Exercise instructions -
1: In the article on Suwaiba Abdulwahab, translate this sentence into Spanish: "She writes with her feet, but her writing is better than some of the pupils who write with hands."
2: According to the article on Suwaiba Abdulwahab, why did her father refuse the demands of the sorcerers who contacted him?
3: State whether each statement agrees with the article on Suwaiba Abdulwahab. Answer yes or no and quote the words that decide it.
(a) Suwaiba is currently enrolled in Junior Secondary School.
(b) In primary school, Suwaiba usually placed between first and fifth in examinations.
(c) Suwaiba's father earns a high income.

═════ Document section

14-year-old Suwaiba Abdulwahab was born without arms. But her incapacity has not hindered her ability to carve a niche for herself during her years in primary school: she was one of the best pupils in class.
At birth, evil spirits were blamed for Suwaiba Abdulwahab’s armless physique. Her father, Malam Abdulwahab, was contacted by many self-acclaimed sorcerers with the promise to “bring her hands out from hiding.” However, Abdulwahab’s conviction that the condition of his daughter was decreed by Allah made him not to succumb to the demands of the sorcerers. He therefore embarked on prayers.
Abdulwahab said: “I was disturbed when Suwaiba was an infant. My trouble stemmed from the thoughts of the type of life she would live in. I was in constant thought, worried about her. When I realised that my constant thinking could make me hypertensive, I surrendered everything to Allah, praying to Him to make life easy for Suwaiba.”
“As you can see, Suwaiba is overcoming her challenges. Because of her condition, I of course give her more attention. She likes competing with other children and if you attempt to stop her, she becomes upset. For example, when her mother calls for someone to bring my food, Suwaiba would be the first person to answer and she would use her feet to bring the food to me, wherever I am.”
He explained his readiness to support Suwaiba achieve her ambition in life, despite being a low income-earner. Abdulwahab identified his daughter’s courage and determination as his motivation. “I see the potentials of a great lady in Suwaiba. Throughout her primary school, her position during examinations was usually between first and fifth. She writes with her feet, but her writing is better than some of the pupils who write with hands. I thank Allah for this gift,” he stated, adding that she performs ablution, as well as domestic chores, all with her feet.
Suwaiba completed primary education last year. She would have been in Junior Secondary School (JSS I) by now but for her inability to secure admission at the school close to her family home, and she hopes to continue her education next year. When Daily Trust visited Suwaiba’s home, she was busy with her bowl, frying tiger nuts, a local sweet snack called ‘Aya’ in Hausa. She said that since she had to wait for a whole year before she continues with her education, she decided to engage in petty trades to help out at home.

══════════
═════ Dataset excerpts

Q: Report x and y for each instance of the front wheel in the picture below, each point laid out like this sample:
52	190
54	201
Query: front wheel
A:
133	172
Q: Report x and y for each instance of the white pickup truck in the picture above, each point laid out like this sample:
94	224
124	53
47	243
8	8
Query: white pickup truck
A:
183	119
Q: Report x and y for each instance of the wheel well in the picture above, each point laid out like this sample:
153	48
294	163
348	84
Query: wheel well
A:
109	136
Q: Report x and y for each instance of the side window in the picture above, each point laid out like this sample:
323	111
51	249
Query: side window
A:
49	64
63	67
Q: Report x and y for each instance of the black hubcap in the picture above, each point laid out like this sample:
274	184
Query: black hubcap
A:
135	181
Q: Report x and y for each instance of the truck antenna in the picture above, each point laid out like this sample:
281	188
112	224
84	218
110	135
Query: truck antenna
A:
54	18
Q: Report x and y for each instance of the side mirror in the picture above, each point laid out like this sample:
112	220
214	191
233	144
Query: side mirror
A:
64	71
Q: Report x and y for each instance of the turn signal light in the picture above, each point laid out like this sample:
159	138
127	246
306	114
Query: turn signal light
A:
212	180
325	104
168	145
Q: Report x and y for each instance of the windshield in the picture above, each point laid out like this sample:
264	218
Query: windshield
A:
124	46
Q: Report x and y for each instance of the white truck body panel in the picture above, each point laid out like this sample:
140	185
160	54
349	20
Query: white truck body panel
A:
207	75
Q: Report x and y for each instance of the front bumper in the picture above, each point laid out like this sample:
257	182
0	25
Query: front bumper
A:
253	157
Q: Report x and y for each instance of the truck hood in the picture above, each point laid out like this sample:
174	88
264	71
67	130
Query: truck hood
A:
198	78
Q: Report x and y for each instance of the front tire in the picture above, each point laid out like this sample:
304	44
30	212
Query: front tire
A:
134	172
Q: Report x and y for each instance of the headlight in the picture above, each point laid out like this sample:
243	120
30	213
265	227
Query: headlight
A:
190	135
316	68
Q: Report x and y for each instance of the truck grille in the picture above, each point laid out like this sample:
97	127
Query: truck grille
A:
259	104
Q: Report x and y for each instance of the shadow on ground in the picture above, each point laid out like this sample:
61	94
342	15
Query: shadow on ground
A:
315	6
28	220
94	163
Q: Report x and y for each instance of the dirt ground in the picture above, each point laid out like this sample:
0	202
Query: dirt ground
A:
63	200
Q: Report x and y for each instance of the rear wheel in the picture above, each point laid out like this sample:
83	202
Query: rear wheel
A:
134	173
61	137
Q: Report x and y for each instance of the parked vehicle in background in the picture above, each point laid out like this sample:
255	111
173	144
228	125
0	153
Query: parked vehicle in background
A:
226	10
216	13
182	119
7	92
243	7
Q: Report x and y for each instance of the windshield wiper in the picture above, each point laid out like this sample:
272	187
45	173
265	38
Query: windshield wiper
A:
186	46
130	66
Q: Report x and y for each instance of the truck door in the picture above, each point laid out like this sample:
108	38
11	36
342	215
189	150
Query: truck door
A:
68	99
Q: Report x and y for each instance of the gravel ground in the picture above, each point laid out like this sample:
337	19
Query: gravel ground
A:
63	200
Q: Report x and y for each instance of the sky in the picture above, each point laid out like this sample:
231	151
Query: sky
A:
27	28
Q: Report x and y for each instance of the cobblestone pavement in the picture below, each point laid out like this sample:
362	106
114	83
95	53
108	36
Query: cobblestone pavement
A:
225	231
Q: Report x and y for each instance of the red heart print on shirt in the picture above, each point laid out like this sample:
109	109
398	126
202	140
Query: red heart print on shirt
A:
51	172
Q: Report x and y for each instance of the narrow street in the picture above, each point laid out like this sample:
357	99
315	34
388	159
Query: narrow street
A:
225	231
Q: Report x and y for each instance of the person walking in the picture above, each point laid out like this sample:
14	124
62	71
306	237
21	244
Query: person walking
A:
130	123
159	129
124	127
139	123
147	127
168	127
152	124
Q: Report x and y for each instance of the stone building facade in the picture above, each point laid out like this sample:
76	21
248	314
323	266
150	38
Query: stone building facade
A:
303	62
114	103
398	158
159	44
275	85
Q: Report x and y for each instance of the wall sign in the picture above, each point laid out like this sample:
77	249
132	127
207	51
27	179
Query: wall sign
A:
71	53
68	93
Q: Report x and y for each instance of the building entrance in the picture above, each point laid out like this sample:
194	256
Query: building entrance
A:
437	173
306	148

══════════

Answers provided -
1: Escribe con los pies, pero su letra es mejor que la de algunos de los alumnos que escriben con las manos.

2: Malam Abdulwahab was convinced that his daughter's condition was decreed by Allah. He therefore did not give in to the sorcerers and turned to prayer instead.

3:
(a) No: "She would have been in Junior Secondary School (JSS I) by now but for her inability to secure admission at the school close to her family home"
(b) Yes: "her position during examinations was usually between first and fifth"
(c) No: "despite being a low income-earner"